What is needed is an exact transcription of every record.

--- Dataset records ---
◆ ◆ ◆ ◆ ◆ ◆ ◆

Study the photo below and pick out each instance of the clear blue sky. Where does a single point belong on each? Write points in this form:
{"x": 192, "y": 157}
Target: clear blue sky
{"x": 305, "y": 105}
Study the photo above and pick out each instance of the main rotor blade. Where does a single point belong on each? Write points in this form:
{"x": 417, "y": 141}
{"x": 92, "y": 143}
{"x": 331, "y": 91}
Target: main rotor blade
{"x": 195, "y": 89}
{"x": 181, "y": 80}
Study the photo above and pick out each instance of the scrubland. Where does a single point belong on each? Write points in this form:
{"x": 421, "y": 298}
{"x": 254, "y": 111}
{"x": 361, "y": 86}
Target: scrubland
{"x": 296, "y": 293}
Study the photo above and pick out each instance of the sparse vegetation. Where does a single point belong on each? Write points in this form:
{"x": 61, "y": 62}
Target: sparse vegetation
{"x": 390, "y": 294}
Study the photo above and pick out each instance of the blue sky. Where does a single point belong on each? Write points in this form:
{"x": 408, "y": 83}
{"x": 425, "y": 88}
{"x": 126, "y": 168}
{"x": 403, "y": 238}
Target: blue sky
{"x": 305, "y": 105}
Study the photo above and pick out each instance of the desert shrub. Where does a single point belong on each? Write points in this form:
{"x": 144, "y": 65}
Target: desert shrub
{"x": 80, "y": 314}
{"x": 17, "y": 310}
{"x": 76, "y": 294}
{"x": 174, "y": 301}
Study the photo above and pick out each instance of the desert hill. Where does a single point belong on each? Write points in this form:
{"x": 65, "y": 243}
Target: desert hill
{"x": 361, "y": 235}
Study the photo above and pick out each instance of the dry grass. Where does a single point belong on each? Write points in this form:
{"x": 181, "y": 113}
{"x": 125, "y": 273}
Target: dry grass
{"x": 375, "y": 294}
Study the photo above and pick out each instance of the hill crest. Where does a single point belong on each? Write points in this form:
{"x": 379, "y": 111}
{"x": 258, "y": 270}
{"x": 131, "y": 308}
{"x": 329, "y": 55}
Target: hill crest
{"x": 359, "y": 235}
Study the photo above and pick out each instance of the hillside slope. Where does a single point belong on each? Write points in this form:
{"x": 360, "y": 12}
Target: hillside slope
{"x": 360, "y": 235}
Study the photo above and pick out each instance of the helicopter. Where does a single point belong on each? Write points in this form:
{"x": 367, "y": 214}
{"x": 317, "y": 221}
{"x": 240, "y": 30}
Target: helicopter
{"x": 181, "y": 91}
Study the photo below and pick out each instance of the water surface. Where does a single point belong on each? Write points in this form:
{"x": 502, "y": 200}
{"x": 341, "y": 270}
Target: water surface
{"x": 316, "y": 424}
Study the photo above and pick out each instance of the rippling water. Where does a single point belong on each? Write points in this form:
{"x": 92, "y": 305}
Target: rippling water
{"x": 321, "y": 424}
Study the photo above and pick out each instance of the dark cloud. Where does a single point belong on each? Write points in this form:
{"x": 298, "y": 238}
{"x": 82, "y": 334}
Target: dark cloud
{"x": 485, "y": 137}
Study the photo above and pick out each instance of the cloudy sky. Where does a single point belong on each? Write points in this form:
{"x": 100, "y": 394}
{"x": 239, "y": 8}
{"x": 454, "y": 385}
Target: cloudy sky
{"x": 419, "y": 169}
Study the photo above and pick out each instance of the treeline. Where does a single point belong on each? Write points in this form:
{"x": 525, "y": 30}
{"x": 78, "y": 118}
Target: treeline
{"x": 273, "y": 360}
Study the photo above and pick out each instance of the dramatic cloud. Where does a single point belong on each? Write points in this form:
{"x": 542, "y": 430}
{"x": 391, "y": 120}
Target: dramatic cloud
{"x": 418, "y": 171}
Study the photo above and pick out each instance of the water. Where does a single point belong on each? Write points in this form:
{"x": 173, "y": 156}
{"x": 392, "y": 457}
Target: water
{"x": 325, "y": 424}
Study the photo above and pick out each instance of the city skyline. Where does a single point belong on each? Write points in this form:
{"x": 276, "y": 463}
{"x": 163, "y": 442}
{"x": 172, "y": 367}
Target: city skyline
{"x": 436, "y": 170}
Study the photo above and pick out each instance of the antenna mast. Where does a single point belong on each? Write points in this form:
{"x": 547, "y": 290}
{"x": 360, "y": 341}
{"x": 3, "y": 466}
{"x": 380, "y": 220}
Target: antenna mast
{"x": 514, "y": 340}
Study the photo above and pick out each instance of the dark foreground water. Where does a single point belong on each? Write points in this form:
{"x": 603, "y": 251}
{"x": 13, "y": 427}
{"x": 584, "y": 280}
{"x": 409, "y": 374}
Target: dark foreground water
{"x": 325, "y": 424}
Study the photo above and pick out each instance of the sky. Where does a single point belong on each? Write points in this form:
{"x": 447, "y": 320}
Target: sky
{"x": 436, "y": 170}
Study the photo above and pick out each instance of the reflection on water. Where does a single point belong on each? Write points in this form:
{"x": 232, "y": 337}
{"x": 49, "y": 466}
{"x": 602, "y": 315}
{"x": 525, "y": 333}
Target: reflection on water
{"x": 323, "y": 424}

◆ ◆ ◆ ◆ ◆ ◆ ◆

--- Answer section ---
Study the photo below and pick out each instance of the clear blue sky. Where does a single point belong on each? Write points in this form:
{"x": 192, "y": 157}
Target: clear blue sky
{"x": 305, "y": 105}
Study the photo above and pick out each instance of the main rotor blade. Where does a single point belong on each? Write points in this form:
{"x": 417, "y": 141}
{"x": 92, "y": 143}
{"x": 331, "y": 91}
Target: main rotor blade
{"x": 195, "y": 89}
{"x": 181, "y": 80}
Study the photo above and pick out each instance of the scrubland. Where does a single point belong on each? Write points in this form:
{"x": 421, "y": 298}
{"x": 254, "y": 111}
{"x": 361, "y": 86}
Target: scrubland
{"x": 296, "y": 293}
Study the photo above and pick out each instance of the sparse vegetation. Where does a single point belong on each? Write points in this form:
{"x": 61, "y": 62}
Target: sparse vegetation
{"x": 390, "y": 294}
Study the photo above and pick out each instance of the blue sky. Where does a single point belong on each? Write points in this form:
{"x": 408, "y": 83}
{"x": 425, "y": 88}
{"x": 126, "y": 168}
{"x": 403, "y": 238}
Target: blue sky
{"x": 305, "y": 105}
Study the photo above and pick out each instance of the desert shrub. Where does a single point belong on each? Write points in this form:
{"x": 144, "y": 65}
Target: desert shrub
{"x": 80, "y": 314}
{"x": 17, "y": 310}
{"x": 76, "y": 294}
{"x": 174, "y": 301}
Study the photo above and pick out each instance of the desert hill. Where does a single point belong on each? Write points in this form:
{"x": 65, "y": 243}
Target: desert hill
{"x": 361, "y": 235}
Study the photo above and pick out each instance of the dry grass. Where does a single point belong on each? Write points in this form:
{"x": 181, "y": 113}
{"x": 125, "y": 273}
Target: dry grass
{"x": 375, "y": 294}
Study the photo above and pick out each instance of the hill crest. Where does a single point belong on each? Write points in this form:
{"x": 379, "y": 111}
{"x": 258, "y": 270}
{"x": 131, "y": 308}
{"x": 329, "y": 55}
Target: hill crest
{"x": 359, "y": 235}
Study the photo above and pick out each instance of the hillside slope. Where does a single point belong on each? Write points in this form:
{"x": 360, "y": 12}
Target: hillside slope
{"x": 360, "y": 235}
Study the photo above and pick out each instance of the helicopter. Where does a single point belong on each? Write points in this form:
{"x": 367, "y": 214}
{"x": 317, "y": 221}
{"x": 240, "y": 30}
Target: helicopter
{"x": 181, "y": 91}
Study the photo below and pick out each instance of the water surface. Where does a single point belong on each? Write points in this form:
{"x": 502, "y": 200}
{"x": 341, "y": 270}
Target: water surface
{"x": 316, "y": 424}
Study the photo above and pick out each instance of the rippling water. Where does a single point belong on each? Write points in this form:
{"x": 92, "y": 305}
Target: rippling water
{"x": 321, "y": 424}
Study the photo above and pick out each instance of the dark cloud. Where does a single point belong on each? Write points in this form:
{"x": 298, "y": 238}
{"x": 82, "y": 334}
Target: dark cloud
{"x": 485, "y": 137}
Study the photo above and pick out each instance of the cloudy sky. Where does a single point belong on each? Write points in this form:
{"x": 100, "y": 394}
{"x": 239, "y": 8}
{"x": 454, "y": 385}
Target: cloudy sky
{"x": 419, "y": 169}
Study the photo above and pick out each instance of the treeline. Where does a single point belong on each? Write points in this form:
{"x": 525, "y": 30}
{"x": 78, "y": 118}
Target: treeline
{"x": 273, "y": 360}
Study the photo above and pick out each instance of the dramatic cloud. Where does a single point belong on each? Write points in this form:
{"x": 542, "y": 430}
{"x": 391, "y": 120}
Target: dramatic cloud
{"x": 418, "y": 171}
Study the photo above and pick out each instance of the water. Where does a single point belong on each? Write points in this form:
{"x": 173, "y": 156}
{"x": 392, "y": 457}
Target: water
{"x": 325, "y": 424}
Study the photo above and pick out each instance of the city skyline. Where does a single point belong on each? Write points in this form:
{"x": 276, "y": 463}
{"x": 163, "y": 442}
{"x": 172, "y": 367}
Target: city skyline
{"x": 436, "y": 170}
Study the photo above and pick out each instance of the antenna mast. Where does a single point belong on each? Write points in this form:
{"x": 547, "y": 290}
{"x": 360, "y": 341}
{"x": 3, "y": 466}
{"x": 380, "y": 220}
Target: antenna mast
{"x": 514, "y": 340}
Study the photo above and pick out each instance of the dark foreground water. Where does a single point belong on each? Write points in this form:
{"x": 603, "y": 251}
{"x": 13, "y": 427}
{"x": 584, "y": 280}
{"x": 409, "y": 374}
Target: dark foreground water
{"x": 325, "y": 424}
Study the photo above and pick out each instance of the sky. Where does a single point belong on each? Write points in this form:
{"x": 447, "y": 320}
Target: sky
{"x": 436, "y": 170}
Study the photo above and pick out each instance of the reflection on water. Where does a single point belong on each? Write points in this form:
{"x": 232, "y": 337}
{"x": 49, "y": 466}
{"x": 602, "y": 315}
{"x": 525, "y": 333}
Target: reflection on water
{"x": 323, "y": 424}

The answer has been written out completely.